Work to do = Turn every line of the records below into a numbered list, leaving out blank lines and the pictures.

(Region annotation entries)
-.-.-

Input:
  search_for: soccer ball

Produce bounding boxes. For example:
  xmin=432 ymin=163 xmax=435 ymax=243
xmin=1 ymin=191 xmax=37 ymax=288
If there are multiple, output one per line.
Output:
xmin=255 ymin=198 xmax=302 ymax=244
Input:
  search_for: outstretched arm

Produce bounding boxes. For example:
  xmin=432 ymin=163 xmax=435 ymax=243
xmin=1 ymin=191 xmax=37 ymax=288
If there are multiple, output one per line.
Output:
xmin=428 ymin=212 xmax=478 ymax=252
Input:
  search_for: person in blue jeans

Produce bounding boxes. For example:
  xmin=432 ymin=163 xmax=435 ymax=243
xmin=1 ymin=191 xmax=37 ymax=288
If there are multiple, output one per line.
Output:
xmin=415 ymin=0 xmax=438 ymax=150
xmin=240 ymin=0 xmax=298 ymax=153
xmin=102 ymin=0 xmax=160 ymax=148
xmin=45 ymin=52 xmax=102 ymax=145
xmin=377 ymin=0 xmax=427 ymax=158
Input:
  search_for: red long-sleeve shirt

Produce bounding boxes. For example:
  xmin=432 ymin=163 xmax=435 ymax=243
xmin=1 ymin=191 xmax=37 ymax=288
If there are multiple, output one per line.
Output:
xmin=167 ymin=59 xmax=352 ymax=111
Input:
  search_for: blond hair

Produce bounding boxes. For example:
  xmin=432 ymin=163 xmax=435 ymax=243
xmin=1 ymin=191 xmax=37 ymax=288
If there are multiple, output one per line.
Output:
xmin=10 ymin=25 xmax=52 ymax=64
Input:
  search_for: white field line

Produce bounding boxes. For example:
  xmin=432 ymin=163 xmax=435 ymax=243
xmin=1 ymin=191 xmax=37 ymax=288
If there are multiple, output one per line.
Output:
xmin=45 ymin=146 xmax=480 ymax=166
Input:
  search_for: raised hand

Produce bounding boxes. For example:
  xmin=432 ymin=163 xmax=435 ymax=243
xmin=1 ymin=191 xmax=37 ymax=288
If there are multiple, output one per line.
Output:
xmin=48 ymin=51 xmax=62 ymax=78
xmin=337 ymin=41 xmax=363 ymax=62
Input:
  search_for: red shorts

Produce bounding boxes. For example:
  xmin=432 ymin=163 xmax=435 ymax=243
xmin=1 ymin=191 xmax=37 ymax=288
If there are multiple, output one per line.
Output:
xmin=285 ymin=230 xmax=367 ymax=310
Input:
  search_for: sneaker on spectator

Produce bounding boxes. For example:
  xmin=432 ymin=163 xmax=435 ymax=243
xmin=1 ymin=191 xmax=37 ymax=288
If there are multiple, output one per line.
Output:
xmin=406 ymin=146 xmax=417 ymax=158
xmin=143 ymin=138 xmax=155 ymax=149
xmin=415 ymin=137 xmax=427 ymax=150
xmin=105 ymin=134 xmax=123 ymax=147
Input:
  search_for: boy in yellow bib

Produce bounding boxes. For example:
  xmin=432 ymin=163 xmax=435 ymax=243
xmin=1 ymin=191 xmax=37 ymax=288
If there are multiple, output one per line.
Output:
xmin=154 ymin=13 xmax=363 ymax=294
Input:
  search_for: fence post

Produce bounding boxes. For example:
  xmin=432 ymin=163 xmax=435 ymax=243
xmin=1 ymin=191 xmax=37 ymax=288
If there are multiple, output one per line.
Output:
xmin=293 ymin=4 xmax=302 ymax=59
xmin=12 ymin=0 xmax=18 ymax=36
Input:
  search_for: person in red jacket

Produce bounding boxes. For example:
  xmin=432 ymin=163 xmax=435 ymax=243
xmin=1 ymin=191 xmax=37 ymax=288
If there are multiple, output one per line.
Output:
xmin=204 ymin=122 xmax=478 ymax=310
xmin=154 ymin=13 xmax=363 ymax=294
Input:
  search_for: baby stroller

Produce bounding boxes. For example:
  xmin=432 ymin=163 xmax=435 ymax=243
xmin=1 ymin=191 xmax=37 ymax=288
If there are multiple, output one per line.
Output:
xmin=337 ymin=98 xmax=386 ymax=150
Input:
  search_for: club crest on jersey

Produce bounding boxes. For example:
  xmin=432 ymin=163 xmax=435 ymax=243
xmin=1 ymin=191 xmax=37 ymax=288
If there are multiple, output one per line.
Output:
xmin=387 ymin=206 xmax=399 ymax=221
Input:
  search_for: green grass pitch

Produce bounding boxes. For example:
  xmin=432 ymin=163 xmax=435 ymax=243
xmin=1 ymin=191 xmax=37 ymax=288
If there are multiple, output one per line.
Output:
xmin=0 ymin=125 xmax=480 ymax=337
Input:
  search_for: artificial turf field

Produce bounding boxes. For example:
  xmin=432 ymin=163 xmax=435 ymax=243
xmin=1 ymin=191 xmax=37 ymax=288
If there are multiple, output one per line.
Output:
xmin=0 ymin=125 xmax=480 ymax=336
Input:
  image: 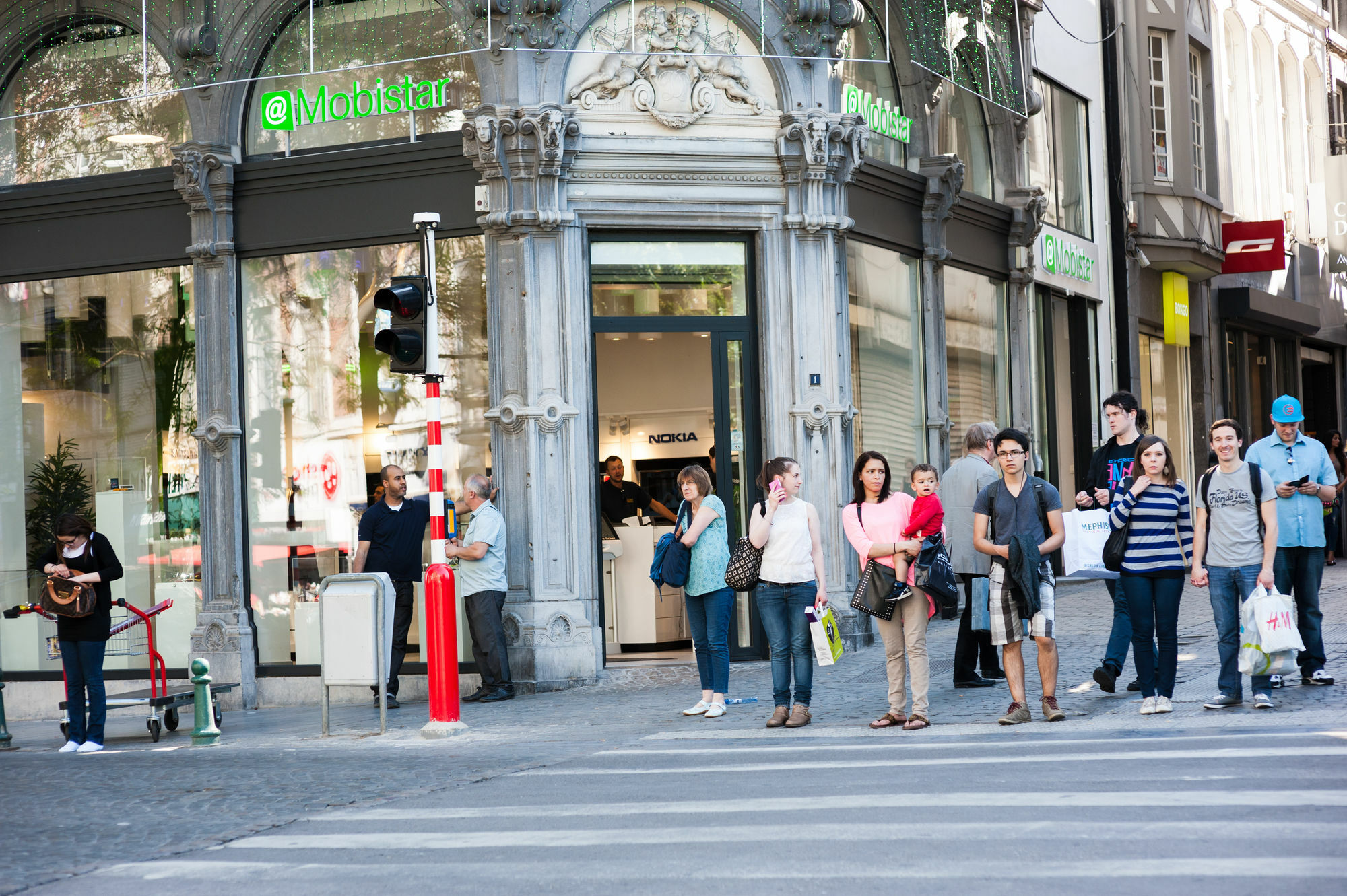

-.-.-

Answer below =
1. Input:
2.   search_for: soccer ball
3. Produce bounding boxes. For example:
4.   xmin=432 ymin=163 xmax=435 ymax=243
5. xmin=1 ymin=191 xmax=37 ymax=288
6. If there are multiple, output one per line.
7. Output:
8. xmin=255 ymin=198 xmax=302 ymax=244
9. Input:
10.   search_for: outstretched arm
11. Produce bounding boxes. For example:
12.   xmin=432 ymin=163 xmax=435 ymax=243
13. xmin=1 ymin=191 xmax=37 ymax=288
14. If there are multiple, output one per line.
15. Output:
16. xmin=428 ymin=212 xmax=478 ymax=252
17. Input:
18.   search_for: person in blue jeans
19. Produce bounding boxes. For example:
20.   xmin=432 ymin=163 xmax=435 ymax=243
21. xmin=1 ymin=191 xmax=37 ymax=288
22. If there are multiple, output one per line.
23. Output:
24. xmin=415 ymin=0 xmax=438 ymax=150
25. xmin=240 ymin=0 xmax=298 ymax=153
26. xmin=102 ymin=0 xmax=160 ymax=148
27. xmin=45 ymin=52 xmax=102 ymax=145
28. xmin=377 ymin=0 xmax=427 ymax=158
29. Input:
30.   search_for: red long-sleeve shirt
31. Produce bounding boxes. For example:
32.   xmin=432 ymin=163 xmax=435 ymax=243
33. xmin=1 ymin=191 xmax=37 ymax=288
34. If there are multiple, output one per line.
35. Output:
36. xmin=167 ymin=59 xmax=352 ymax=111
37. Input:
38.   search_for: blond hair
39. Produce bounding boxes. For example:
40.   xmin=432 ymin=163 xmax=435 ymax=243
41. xmin=1 ymin=191 xmax=37 ymax=288
42. If there are multiple, output one per line.
43. Output:
44. xmin=10 ymin=25 xmax=52 ymax=64
45. Input:
46.   search_for: white field line
47. Produce bounding boxes. For example:
48.   xmin=432 ymin=163 xmax=435 ymax=243
49. xmin=1 ymin=191 xmax=37 ymax=288
50. If there are multiple, output one per line.
51. Output:
52. xmin=45 ymin=146 xmax=480 ymax=166
53. Input:
54.   search_for: raised hand
55. Produce bounding boxes. For example:
56.   xmin=432 ymin=163 xmax=435 ymax=243
57. xmin=1 ymin=191 xmax=37 ymax=288
58. If there are multiple, output one per line.
59. Output:
60. xmin=48 ymin=51 xmax=62 ymax=78
61. xmin=337 ymin=41 xmax=363 ymax=62
62. Input:
63.   search_for: red shorts
64. Produce bounding boxes. For example:
65.   xmin=432 ymin=163 xmax=435 ymax=243
66. xmin=1 ymin=191 xmax=37 ymax=288
67. If there are multiple, output one per line.
68. Output:
69. xmin=285 ymin=230 xmax=367 ymax=310
70. Input:
71.   search_for: sneaker on spectator
72. Produce bounding boxes. For example:
73.   xmin=432 ymin=163 xmax=435 ymax=243
74. xmin=1 ymin=191 xmax=37 ymax=288
75. If there are multiple, output one per line.
76. Output:
77. xmin=406 ymin=146 xmax=417 ymax=158
78. xmin=143 ymin=138 xmax=155 ymax=149
79. xmin=415 ymin=137 xmax=427 ymax=150
80. xmin=105 ymin=134 xmax=123 ymax=147
81. Input:
82.   search_for: boy in yellow bib
83. Produce bounding boxes. For example:
84.   xmin=432 ymin=163 xmax=435 ymax=243
85. xmin=1 ymin=191 xmax=37 ymax=288
86. If there are multiple, output one per line.
87. Output:
88. xmin=154 ymin=13 xmax=363 ymax=294
89. Input:
90.   search_for: fence post
91. Produce bounding boxes. For example:
92.   xmin=432 ymin=163 xmax=435 ymax=243
93. xmin=1 ymin=191 xmax=37 ymax=288
94. If there are multiple, output one per line.
95. Output:
96. xmin=293 ymin=4 xmax=302 ymax=59
97. xmin=12 ymin=0 xmax=18 ymax=36
98. Input:
99.   search_for: person in red jacket
100. Produce bounding boxes. For example:
101.   xmin=432 ymin=163 xmax=435 ymax=243
102. xmin=1 ymin=191 xmax=37 ymax=288
103. If there are multiple, output one per line.
104. Output:
105. xmin=204 ymin=122 xmax=478 ymax=310
106. xmin=154 ymin=13 xmax=363 ymax=294
107. Input:
108.   search_for: baby stroller
109. Produce bounding boxes. For example:
110.   xmin=432 ymin=163 xmax=435 ymax=243
111. xmin=1 ymin=191 xmax=37 ymax=288
112. If there are multiple, output one per line.
113. Output:
114. xmin=337 ymin=98 xmax=386 ymax=150
115. Input:
116.   search_for: club crest on jersey
117. Produce bounding boxes. For example:
118.   xmin=432 ymin=163 xmax=435 ymax=243
119. xmin=1 ymin=191 xmax=37 ymax=288
120. If there are multiple, output one per line.
121. Output:
122. xmin=387 ymin=206 xmax=399 ymax=221
123. Input:
124.   search_for: green grass pitch
125. Produce bounding boxes. For example:
126.   xmin=432 ymin=163 xmax=435 ymax=243
127. xmin=1 ymin=191 xmax=37 ymax=288
128. If there are multiple, output one per line.
129. Output:
130. xmin=0 ymin=125 xmax=480 ymax=337
131. Input:
132.   search_for: artificial turf field
133. Produce bounding boxes. For example:
134.   xmin=432 ymin=163 xmax=435 ymax=243
135. xmin=1 ymin=191 xmax=37 ymax=288
136. If there are multiple, output one per line.
137. Output:
138. xmin=0 ymin=125 xmax=480 ymax=336
139. Input:
140.   image: 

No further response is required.